STATED GOAL 1:
In the forum thread about the leaking espresso machine, which side of the drip tray does too much water leak into?

DOCUMENT PASSAGE:
******
# DELONGHI MAGNIFICA ECAM 22.110B LEAKING INTO DRIP TRAY... HELP PLEASE!



## Rob Mac (Mar 5, 2021)

Hi all. Here's hoping somebody can help with this annoying problem.

I have an issue where too much water is leaking into the left hand side of the drip tray (steam nozzle side) when the machine is either:



first switched on and charging up,


making coffee,


top right button is pressed to activate the steam function, or


machine is turning off both manually and automatically.


I've followed various how to videos posted on YouTube by Milen Stoitsev (Thanks Milen, all v.helpful and informative), but unfortunately none address my actual problem.

As per Milen's video "DeLonghi Magnifica Ecam Water Leaks and Dispenser Cleaning", I stripped the machine down, thoroughly checked and cleaned the interior (including descaling where required), removed, cleaned and reinstated all accessible hoses and also replaced the O rings to the infuser as a matter of routine maintenance. Happily that improved the coffee strength and cured a minor leak into the grounds box, but I still have the issue of too much water running into the drip tray.

By process of elimination I have identified that the water is coming from a plastic pipe which then discharges into the upright black drainage section that then runs off into the drip tray. It is clean hot water with no coffee grounds or staining. See attached video for identification purposes.
******
(Recorded data)

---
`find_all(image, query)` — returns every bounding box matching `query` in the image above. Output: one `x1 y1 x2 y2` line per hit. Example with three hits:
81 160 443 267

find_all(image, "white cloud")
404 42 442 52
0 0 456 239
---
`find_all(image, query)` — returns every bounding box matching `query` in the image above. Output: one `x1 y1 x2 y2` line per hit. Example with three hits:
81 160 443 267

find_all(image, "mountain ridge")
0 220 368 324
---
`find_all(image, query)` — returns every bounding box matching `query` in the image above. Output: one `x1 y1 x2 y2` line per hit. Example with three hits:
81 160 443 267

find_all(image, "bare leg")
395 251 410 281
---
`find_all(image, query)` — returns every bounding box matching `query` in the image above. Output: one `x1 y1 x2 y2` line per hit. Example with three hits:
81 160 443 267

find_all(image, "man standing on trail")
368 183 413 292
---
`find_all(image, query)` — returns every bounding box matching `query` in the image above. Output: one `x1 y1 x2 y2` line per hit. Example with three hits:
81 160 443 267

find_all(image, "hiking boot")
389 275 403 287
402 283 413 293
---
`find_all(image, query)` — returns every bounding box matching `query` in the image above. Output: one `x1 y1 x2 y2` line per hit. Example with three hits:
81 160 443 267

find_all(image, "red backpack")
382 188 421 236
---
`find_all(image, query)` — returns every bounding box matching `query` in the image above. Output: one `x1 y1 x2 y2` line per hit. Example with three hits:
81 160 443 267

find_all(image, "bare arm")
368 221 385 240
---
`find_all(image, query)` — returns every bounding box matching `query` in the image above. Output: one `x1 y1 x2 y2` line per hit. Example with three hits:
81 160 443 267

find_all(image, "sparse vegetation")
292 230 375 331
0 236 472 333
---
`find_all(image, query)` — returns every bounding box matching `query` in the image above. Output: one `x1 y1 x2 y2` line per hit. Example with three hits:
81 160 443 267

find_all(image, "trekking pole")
******
STATED GOAL 2:
Reproduce the records word for word, from their first line up to and including the line that contains "0 220 368 324".

COMPLETE ANSWER 1:
The left-hand side of the drip tray, which is the steam nozzle side.

COMPLETE ANSWER 2:
---
`find_all(image, query)` — returns every bounding box matching `query` in the image above. Output: one `x1 y1 x2 y2` line per hit. Example with three hits:
81 160 443 267

find_all(image, "white cloud")
404 42 442 52
0 0 456 239
---
`find_all(image, query)` — returns every bounding box matching `query` in the image above. Output: one `x1 y1 x2 y2` line per hit. Example with three hits:
81 160 443 267

find_all(image, "mountain ridge")
0 220 368 324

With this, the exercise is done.